### What you have to do
Would you give all of the records again, exactly as they read?

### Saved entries
* * * * * * * * *

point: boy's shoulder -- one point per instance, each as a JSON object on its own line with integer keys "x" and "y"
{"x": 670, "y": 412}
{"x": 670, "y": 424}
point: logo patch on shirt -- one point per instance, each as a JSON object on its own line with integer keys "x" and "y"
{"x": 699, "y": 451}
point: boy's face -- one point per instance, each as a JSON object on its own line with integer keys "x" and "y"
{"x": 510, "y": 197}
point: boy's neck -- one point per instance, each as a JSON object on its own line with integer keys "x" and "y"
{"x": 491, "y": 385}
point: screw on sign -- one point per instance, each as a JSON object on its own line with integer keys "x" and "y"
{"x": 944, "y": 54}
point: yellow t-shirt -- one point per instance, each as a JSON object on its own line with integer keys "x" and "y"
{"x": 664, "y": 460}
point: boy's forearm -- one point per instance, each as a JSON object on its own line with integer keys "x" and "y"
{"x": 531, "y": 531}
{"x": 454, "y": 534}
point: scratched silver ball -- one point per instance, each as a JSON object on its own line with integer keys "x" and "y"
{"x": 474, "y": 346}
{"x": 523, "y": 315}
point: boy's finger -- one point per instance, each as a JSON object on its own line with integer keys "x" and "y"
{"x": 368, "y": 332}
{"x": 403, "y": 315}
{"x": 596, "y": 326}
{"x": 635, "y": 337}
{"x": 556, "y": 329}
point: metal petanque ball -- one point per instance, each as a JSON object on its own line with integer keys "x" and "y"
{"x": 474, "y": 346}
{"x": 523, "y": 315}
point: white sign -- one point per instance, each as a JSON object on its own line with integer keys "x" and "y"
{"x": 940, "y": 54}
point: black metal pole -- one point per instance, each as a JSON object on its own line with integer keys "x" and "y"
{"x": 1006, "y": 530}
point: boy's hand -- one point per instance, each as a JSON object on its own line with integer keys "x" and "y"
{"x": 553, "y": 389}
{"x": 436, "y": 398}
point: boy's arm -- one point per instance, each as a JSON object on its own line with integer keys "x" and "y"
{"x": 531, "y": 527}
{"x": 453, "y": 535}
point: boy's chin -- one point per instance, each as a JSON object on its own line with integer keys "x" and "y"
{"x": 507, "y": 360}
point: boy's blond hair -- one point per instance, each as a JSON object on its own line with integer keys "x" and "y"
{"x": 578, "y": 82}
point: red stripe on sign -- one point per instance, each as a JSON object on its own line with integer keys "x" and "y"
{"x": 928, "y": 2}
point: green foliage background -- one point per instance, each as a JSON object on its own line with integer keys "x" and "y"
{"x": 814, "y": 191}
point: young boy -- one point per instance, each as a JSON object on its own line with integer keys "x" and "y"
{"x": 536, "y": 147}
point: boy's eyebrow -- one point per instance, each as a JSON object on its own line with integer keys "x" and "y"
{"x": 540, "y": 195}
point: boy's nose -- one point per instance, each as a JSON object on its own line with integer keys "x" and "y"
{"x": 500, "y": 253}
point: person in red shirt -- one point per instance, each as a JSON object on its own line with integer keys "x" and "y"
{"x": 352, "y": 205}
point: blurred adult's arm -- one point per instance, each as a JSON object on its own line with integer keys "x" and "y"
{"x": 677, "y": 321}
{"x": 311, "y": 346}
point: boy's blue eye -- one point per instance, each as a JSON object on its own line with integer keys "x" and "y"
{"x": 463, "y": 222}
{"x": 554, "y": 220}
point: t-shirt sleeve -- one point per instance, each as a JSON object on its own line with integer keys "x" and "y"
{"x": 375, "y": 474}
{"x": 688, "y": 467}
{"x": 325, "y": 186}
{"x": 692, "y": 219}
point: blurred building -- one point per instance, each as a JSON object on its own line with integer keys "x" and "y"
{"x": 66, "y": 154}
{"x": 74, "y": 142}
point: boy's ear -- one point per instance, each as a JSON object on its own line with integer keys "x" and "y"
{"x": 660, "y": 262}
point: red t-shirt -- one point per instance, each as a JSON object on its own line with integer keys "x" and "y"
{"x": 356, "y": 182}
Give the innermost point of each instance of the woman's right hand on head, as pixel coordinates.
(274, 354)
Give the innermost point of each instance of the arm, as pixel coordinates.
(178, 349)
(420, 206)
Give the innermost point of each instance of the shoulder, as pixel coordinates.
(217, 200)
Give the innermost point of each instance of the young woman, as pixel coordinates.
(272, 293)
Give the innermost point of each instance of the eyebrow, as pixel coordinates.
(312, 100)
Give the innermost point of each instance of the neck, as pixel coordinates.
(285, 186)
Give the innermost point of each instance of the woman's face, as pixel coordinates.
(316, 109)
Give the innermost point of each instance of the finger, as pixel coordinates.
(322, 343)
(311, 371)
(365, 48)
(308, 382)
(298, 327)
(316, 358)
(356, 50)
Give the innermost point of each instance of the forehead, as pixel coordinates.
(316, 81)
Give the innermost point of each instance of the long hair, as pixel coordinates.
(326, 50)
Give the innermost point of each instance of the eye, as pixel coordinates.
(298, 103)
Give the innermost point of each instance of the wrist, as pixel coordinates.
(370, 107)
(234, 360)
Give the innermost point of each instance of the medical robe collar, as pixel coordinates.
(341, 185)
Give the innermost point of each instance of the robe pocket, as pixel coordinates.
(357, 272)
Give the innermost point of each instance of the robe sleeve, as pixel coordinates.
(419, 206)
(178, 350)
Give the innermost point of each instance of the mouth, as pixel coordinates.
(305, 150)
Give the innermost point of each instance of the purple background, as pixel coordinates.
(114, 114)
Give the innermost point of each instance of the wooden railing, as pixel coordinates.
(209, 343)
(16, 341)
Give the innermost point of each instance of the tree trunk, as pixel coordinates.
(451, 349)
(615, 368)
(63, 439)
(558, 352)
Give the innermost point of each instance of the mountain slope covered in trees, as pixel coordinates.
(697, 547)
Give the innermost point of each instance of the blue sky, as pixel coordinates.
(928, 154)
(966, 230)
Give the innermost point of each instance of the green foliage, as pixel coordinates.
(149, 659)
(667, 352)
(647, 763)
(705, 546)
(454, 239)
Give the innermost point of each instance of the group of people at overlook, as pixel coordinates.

* * * * * * * * *

### Expected answer
point: boy's shoulder -- one point per instance, each as a JSON object on its own line with integer keys "x" and "y"
{"x": 670, "y": 412}
{"x": 670, "y": 424}
point: logo patch on shirt -- one point per instance, each as a JSON object on its own line with integer keys "x" and "y"
{"x": 699, "y": 451}
point: boy's face -- one point per instance, each as a JSON object on its own line with integer keys "x" and "y"
{"x": 510, "y": 197}
point: boy's neck -- one point per instance, each as a JSON object on its own line with integer keys "x" and "y"
{"x": 491, "y": 385}
point: screw on sign -- one point per instance, each as a JSON object on its own line with integer keys "x" and "y"
{"x": 944, "y": 54}
point: yellow t-shirt -- one point per instance, each as a JSON object on its own line with integer keys "x" and "y"
{"x": 664, "y": 460}
point: boy's forearm -- one point per instance, each as a JSON object on its own line with integer keys "x" and "y"
{"x": 531, "y": 531}
{"x": 454, "y": 534}
point: scratched silver ball -- one point per instance, each as a JSON object on its own line with integer keys "x" and "y"
{"x": 474, "y": 346}
{"x": 523, "y": 315}
point: boy's finger -- one point per instance, each as a JSON object on its own line with integer keys "x" and "y"
{"x": 368, "y": 332}
{"x": 403, "y": 315}
{"x": 596, "y": 326}
{"x": 635, "y": 337}
{"x": 556, "y": 329}
point: metal petanque ball -- one point per instance, each as a JSON object on its own line with integer keys "x" and "y"
{"x": 474, "y": 346}
{"x": 523, "y": 315}
point: white sign -- one point per instance, each as a JSON object on its own line with integer keys "x" and "y"
{"x": 940, "y": 54}
point: black metal pole -- one point per instance, each as a JSON object on its own line with integer keys "x" and "y"
{"x": 1006, "y": 530}
point: boy's hand -- one point per instance, each as a JSON object on its own line with integer keys "x" and "y"
{"x": 553, "y": 389}
{"x": 436, "y": 398}
point: boy's arm -- one point per instance, each as a JSON object on its own line with integer keys "x" and "y"
{"x": 531, "y": 527}
{"x": 453, "y": 535}
point: boy's chin -- one point per instance, each as a JSON object on its own line with integer keys "x" and "y"
{"x": 507, "y": 360}
point: boy's blond hair -- one point per instance, each as a JSON object on its own line with integer keys "x" and "y"
{"x": 578, "y": 82}
point: red stripe on sign -- one point per instance, each as a JSON object on its own line with integer keys "x" and "y"
{"x": 928, "y": 2}
point: green foliage background -- one point per instance, each as a JSON object on its own line with integer keys "x" and "y"
{"x": 814, "y": 191}
point: young boy -- one point per instance, each as a JSON object on its own line with integer keys "x" and "y"
{"x": 536, "y": 147}
point: boy's eyebrow -- one point per instance, each as a JSON object on its own line with integer keys "x" and "y"
{"x": 540, "y": 195}
point: boy's nose -- one point per instance, each as a JSON object on its own line with integer keys "x" and "y"
{"x": 500, "y": 253}
point: person in red shirt -- one point per instance, each as a JSON object on its own line with integer keys "x" and "y"
{"x": 352, "y": 205}
point: blurred adult's arm -- one point per instance, each as a JSON object on its own line with integer keys "x" and "y"
{"x": 677, "y": 321}
{"x": 311, "y": 346}
point: boy's blue eye -- one point per instance, each as a JSON object on its own line with integer keys "x" and "y"
{"x": 463, "y": 222}
{"x": 554, "y": 220}
point: t-shirt sleeve -- one point per instance, each as a JSON object on its own line with integer keys "x" and "y"
{"x": 375, "y": 474}
{"x": 688, "y": 467}
{"x": 325, "y": 186}
{"x": 692, "y": 219}
point: blurred building -- one point per instance, each as a JSON object on its own line with integer keys "x" and "y"
{"x": 66, "y": 154}
{"x": 74, "y": 142}
point: boy's ear -- one point per instance, each as a JSON object on its own line with integer keys "x" and "y"
{"x": 660, "y": 262}
point: red t-shirt -- one point per instance, each as a JSON object on its own line with integer keys "x" and "y"
{"x": 356, "y": 182}
Give the innermost point of each instance of the woman's right hand on head, as pixel coordinates.
(274, 354)
Give the innermost point of each instance of the arm, as pixel coordinates.
(178, 349)
(420, 206)
Give the innermost point of each instance of the shoulder, as pixel coordinates.
(217, 200)
Give the innermost point of each instance of the young woman, as pixel coordinates.
(272, 293)
Give the innermost point of each instance of the eyebrow, as pixel coordinates.
(312, 100)
Give the innermost point of each instance of the neck, as pixel coordinates.
(285, 186)
Give the innermost point of each instance of the woman's face, as pixel coordinates.
(316, 109)
Give the innermost point of each instance of the finger, as pixel coordinates.
(322, 343)
(311, 371)
(365, 48)
(308, 382)
(298, 327)
(316, 358)
(356, 50)
Give the innermost point of each instance of the forehead, as pixel coordinates.
(316, 81)
Give the innermost point of each instance of the long hair, as pixel coordinates.
(326, 50)
Give the innermost point of each instance of the eye, as pixel coordinates.
(298, 103)
Give the innermost point of each instance of the wrist, as pixel coordinates.
(370, 107)
(234, 360)
Give the innermost point of each instance of the medical robe collar, as pixel coordinates.
(341, 185)
Give the innermost point of each instance of the robe pocket, as pixel coordinates.
(357, 272)
Give the innermost point of each instance of the robe sleeve, as pixel coordinates.
(419, 206)
(178, 350)
Give the innermost point of each instance of the mouth, as pixel coordinates.
(305, 150)
Give the innermost point of each instance of the purple background, as pixel coordinates.
(114, 114)
Give the innermost point of each instance of the wooden railing, as pixel coordinates.
(209, 343)
(16, 341)
Give the innermost point of each instance of the tree trunk, as pixel coordinates.
(451, 349)
(615, 368)
(63, 439)
(558, 352)
Give the innermost point of each instance of the mountain slope covered in trees, as pixel coordinates.
(697, 547)
Give the innermost point of each instance of the blue sky, as pixel coordinates.
(928, 154)
(966, 230)
Give the innermost point of each instance of the green foliage, as pixel coordinates.
(149, 659)
(667, 352)
(647, 763)
(705, 546)
(454, 239)
Give the innermost point of each instance of the group of people at overlook, as pixel coordinates.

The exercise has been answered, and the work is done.